[Point annotation records]
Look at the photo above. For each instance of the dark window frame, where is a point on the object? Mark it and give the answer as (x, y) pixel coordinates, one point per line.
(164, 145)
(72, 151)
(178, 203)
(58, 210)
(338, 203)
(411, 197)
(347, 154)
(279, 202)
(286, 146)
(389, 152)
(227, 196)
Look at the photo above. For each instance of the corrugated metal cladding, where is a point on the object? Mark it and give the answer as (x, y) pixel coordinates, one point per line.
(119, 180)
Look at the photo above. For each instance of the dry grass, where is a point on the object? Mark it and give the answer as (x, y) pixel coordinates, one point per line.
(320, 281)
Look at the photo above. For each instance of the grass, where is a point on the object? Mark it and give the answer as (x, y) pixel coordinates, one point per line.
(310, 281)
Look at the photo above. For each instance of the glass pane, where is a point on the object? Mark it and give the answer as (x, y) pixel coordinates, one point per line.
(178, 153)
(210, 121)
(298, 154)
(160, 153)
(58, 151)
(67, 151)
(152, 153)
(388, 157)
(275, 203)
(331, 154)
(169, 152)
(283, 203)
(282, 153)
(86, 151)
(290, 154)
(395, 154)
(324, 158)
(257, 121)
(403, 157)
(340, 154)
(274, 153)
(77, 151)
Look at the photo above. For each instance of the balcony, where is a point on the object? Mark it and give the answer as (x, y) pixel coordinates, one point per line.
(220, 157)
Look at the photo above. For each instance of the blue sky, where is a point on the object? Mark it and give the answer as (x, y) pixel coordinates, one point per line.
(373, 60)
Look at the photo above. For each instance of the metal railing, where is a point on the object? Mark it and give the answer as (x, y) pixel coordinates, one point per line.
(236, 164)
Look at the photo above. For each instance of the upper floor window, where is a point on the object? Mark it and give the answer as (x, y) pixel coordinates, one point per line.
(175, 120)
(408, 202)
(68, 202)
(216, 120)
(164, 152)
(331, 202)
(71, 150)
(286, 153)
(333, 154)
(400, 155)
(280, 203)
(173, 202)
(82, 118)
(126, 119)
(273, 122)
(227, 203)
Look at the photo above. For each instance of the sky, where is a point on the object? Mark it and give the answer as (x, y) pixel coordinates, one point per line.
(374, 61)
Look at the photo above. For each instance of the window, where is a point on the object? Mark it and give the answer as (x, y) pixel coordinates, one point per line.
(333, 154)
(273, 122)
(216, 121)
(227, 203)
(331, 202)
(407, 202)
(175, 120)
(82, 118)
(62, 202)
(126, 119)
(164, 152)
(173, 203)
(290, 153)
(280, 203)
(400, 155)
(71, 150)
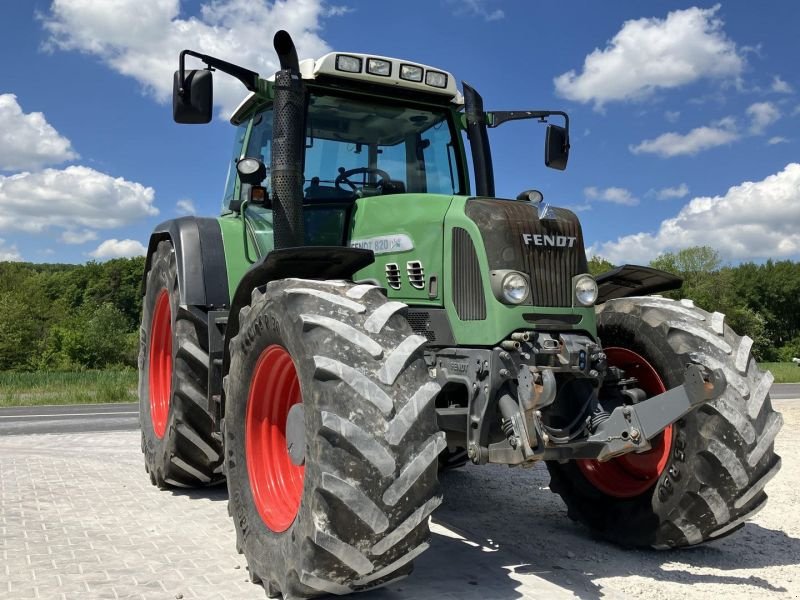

**What is asked:** Starting at the line that contains "Look at the photo above. For each instance of the upper" and continuing through the end of the listing, reproduce those lines, including each line that asks for points, and shift every pixel coordinate in the answers by adding 135 to each number. Leave the pictures out of your response.

**Answer to this task:**
Look at the photo above. For each instance of the upper floor window, where is a point on the object? Mark it and give the answer as (x, y) pixel coordinates, one point per line.
(310, 255)
(543, 337)
(203, 337)
(351, 255)
(299, 287)
(466, 337)
(206, 285)
(421, 288)
(468, 289)
(535, 290)
(415, 338)
(308, 337)
(217, 253)
(261, 254)
(408, 257)
(362, 338)
Look at the photo above. For each instance of the sky, where is a point on the object? Mark it and give the answer as (x, y) pixel coordinates, one point per line.
(509, 196)
Look at the photo above. For each instance of the window, where is a point on the object? Mark it and give the answer as (x, y) pixel coordinates, one point per line.
(468, 289)
(408, 257)
(351, 256)
(362, 338)
(466, 337)
(542, 337)
(310, 255)
(217, 253)
(197, 337)
(261, 254)
(299, 287)
(308, 338)
(425, 288)
(415, 338)
(535, 290)
(206, 285)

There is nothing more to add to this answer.